Stored records:
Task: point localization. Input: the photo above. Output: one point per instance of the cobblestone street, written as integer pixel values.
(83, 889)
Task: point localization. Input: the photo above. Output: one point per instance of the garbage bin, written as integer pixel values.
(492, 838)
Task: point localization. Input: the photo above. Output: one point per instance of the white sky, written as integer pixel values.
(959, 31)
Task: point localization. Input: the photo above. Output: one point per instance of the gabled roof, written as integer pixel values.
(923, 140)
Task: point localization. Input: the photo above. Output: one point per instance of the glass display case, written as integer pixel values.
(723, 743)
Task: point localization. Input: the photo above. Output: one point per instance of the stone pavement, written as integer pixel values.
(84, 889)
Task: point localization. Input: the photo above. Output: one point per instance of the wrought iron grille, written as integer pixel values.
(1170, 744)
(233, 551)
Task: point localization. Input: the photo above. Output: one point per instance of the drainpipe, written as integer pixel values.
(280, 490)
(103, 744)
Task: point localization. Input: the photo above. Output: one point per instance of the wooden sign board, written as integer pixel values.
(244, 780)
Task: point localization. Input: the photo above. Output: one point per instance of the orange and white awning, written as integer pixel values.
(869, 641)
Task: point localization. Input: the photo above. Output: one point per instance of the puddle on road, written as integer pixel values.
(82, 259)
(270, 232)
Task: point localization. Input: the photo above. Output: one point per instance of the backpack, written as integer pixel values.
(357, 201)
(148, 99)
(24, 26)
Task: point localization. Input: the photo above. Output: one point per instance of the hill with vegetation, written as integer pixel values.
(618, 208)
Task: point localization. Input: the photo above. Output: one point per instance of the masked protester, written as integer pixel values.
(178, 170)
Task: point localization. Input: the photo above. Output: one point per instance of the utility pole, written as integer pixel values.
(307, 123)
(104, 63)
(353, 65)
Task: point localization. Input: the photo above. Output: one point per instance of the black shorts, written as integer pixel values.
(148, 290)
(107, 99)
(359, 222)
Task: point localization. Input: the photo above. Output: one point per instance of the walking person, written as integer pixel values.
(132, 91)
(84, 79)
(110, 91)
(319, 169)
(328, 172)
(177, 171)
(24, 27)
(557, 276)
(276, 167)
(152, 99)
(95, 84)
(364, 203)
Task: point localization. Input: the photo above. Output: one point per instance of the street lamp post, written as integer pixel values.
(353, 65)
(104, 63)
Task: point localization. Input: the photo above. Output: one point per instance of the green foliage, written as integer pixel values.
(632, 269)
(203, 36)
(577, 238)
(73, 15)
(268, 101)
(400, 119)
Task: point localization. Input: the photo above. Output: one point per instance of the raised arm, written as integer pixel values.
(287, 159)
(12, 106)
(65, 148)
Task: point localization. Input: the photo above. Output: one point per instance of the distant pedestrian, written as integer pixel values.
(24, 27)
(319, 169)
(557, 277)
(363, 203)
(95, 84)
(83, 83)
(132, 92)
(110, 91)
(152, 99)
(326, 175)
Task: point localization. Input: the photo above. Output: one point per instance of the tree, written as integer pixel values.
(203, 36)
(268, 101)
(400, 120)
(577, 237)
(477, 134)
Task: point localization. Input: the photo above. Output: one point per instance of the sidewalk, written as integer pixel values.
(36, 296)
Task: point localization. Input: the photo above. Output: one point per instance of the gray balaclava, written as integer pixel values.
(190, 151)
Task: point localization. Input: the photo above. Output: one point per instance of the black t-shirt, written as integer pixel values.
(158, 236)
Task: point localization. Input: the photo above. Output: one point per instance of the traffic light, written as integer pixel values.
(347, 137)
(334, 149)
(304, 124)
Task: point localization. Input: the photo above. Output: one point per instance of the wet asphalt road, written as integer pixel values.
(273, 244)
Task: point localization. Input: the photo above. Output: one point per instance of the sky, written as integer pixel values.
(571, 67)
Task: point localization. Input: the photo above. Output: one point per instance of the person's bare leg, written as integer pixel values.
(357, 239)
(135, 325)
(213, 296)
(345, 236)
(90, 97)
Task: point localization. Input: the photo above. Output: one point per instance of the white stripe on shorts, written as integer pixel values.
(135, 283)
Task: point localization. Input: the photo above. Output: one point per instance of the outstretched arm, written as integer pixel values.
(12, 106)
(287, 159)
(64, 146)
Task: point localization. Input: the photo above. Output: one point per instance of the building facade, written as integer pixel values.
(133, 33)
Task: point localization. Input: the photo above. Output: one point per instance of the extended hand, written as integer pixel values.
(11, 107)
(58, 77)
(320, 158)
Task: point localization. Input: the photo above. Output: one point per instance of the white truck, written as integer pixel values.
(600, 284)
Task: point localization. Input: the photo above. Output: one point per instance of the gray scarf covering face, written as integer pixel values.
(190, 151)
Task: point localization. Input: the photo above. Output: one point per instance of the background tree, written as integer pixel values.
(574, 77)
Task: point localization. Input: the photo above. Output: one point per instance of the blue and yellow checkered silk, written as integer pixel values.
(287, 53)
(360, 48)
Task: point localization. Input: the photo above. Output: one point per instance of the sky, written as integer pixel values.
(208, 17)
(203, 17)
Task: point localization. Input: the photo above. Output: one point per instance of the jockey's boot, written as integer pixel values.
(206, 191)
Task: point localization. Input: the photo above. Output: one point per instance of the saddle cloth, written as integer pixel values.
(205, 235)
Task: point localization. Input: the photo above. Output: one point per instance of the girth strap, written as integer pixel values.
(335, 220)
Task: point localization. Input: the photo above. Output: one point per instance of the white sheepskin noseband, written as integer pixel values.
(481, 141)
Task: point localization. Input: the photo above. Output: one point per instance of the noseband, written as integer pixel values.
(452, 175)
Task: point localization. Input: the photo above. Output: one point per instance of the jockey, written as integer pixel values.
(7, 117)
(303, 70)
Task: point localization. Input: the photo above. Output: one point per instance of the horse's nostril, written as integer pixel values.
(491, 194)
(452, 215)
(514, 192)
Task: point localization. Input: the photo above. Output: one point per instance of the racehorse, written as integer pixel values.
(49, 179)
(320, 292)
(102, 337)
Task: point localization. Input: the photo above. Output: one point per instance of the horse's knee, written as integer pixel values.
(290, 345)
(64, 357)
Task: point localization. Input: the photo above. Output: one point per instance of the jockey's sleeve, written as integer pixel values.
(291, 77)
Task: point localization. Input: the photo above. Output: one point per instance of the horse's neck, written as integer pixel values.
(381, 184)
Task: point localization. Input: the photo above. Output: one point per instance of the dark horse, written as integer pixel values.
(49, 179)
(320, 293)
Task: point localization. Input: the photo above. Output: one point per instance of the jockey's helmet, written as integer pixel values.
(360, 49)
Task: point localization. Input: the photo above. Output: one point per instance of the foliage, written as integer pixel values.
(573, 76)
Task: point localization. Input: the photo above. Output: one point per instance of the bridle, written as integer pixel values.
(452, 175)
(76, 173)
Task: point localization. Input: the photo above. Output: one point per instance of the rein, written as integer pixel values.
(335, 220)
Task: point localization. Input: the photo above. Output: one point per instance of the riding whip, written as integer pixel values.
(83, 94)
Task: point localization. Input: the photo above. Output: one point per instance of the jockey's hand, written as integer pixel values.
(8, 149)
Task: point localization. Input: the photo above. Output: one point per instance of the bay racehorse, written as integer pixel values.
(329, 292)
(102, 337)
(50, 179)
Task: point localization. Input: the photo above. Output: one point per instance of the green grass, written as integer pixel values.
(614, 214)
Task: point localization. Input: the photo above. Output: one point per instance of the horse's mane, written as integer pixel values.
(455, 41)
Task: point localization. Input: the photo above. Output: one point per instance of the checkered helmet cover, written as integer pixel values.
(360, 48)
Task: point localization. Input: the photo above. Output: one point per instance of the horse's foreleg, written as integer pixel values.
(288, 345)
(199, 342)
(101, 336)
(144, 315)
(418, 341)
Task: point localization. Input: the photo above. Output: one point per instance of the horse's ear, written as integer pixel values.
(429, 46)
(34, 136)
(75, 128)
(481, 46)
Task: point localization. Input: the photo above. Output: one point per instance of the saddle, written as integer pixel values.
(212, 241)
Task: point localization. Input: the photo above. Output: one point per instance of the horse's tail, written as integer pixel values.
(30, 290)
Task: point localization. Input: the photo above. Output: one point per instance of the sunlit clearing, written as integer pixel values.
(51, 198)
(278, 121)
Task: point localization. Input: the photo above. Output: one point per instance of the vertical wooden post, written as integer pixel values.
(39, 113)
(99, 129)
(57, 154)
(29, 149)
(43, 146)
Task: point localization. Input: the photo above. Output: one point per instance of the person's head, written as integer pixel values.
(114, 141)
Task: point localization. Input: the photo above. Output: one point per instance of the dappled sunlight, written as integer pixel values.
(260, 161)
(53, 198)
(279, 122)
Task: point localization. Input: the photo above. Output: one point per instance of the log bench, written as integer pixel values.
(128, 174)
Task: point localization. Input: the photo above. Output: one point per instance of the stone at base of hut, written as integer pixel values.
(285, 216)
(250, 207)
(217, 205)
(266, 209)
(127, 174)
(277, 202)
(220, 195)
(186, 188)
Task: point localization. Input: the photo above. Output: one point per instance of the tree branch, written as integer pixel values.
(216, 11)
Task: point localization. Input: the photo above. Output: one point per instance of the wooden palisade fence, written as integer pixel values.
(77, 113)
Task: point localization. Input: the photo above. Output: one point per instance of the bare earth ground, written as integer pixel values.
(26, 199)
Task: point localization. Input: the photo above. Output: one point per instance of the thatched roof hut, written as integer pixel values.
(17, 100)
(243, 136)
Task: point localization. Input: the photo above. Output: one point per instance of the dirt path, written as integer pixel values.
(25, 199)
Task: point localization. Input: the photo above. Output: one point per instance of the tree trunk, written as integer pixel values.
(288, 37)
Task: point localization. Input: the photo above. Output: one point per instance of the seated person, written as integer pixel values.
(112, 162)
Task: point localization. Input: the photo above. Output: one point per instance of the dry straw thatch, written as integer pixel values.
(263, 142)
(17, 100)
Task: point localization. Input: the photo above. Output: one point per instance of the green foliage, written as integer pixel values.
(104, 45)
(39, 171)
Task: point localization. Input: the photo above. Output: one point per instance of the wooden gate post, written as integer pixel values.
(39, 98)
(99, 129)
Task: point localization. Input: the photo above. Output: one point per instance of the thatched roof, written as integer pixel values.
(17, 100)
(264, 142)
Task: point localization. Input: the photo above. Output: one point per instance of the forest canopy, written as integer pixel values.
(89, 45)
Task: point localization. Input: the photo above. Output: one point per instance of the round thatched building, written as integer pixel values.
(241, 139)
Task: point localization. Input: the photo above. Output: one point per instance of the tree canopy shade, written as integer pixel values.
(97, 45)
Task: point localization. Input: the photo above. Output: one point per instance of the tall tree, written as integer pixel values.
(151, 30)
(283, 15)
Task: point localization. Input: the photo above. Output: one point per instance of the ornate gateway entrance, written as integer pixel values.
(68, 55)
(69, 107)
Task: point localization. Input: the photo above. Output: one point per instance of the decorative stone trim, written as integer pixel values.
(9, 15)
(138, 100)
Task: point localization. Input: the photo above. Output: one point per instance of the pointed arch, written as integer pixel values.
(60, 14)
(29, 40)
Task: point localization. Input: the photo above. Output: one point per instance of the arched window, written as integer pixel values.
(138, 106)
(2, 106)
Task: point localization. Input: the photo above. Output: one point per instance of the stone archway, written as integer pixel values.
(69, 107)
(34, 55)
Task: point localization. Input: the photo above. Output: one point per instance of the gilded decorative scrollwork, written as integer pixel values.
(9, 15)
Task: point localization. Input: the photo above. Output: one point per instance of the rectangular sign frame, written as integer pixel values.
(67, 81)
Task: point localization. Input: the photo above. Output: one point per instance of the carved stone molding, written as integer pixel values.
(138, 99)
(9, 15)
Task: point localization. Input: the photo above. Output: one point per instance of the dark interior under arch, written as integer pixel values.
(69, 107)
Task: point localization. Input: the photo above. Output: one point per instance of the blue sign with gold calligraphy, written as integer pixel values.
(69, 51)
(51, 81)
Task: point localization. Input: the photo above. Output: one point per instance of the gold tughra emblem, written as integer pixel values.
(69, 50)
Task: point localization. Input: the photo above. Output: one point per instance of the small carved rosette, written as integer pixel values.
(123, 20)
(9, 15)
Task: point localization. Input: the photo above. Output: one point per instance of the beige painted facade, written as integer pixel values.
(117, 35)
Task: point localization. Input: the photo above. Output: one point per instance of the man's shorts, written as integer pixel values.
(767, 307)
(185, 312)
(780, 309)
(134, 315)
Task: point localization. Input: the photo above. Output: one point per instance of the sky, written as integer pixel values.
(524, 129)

Problem to solve:
Only the lines from the one containing "trim, written as integer pixel values." to the end of the records should be repeated, exactly as they appear.

Solution for this task:
Task: point localization. Input: the photo above. Output: one point per instance of the decorative stone trim, written as integer pixel values.
(9, 15)
(138, 100)
Task: point localization. Input: the photo above. Output: one point per instance of the pointed arch, written as integer pixel values.
(60, 14)
(29, 40)
Task: point localization. Input: the photo above. Output: one point per instance of the arched window, written as integer pixel values.
(138, 106)
(2, 106)
Task: point localization. Input: the photo above. Output: one point per instance of the stone archway, written as integer pixel values.
(69, 107)
(34, 55)
Task: point localization. Input: the photo above. Output: one point per instance of the gilded decorative scrollwork, written as integer pixel values.
(9, 15)
Task: point localization. Input: the photo above. Output: one point per instance of the rectangular sign frame, written as integer pixel values.
(67, 81)
Task: point localization. Input: the photo above. Output: one point per instance of the carved stone molding, written as integer pixel values.
(138, 99)
(9, 15)
Task: point localization. Input: the photo above. Output: one point per instance of the dark interior under arch, written as integer pixel values.
(69, 107)
Task: point localization. Input: the photo above. Output: one point per instance of the blue sign with gold calligraphy, written as integer pixel values.
(69, 51)
(51, 81)
Task: point localization. Input: the photo above. Output: one point per instance of the gold tughra emblem, written as integer pixel values.
(69, 50)
Task: point localization. Input: the photo above. Output: one point per instance of the small carved rosette, written as integer pixel values.
(123, 20)
(9, 15)
Task: point localization. Input: the photo above. Output: one point per instance of the beige painted facade, written as integer pixel values.
(117, 35)
Task: point localization. Input: the photo above. Output: one point per instance of the man's shorts, written as integer pixel values.
(767, 307)
(185, 312)
(780, 309)
(134, 315)
Task: point localization. Input: the photo above. Output: one point per instance of the sky, written as integer pixel values.
(524, 129)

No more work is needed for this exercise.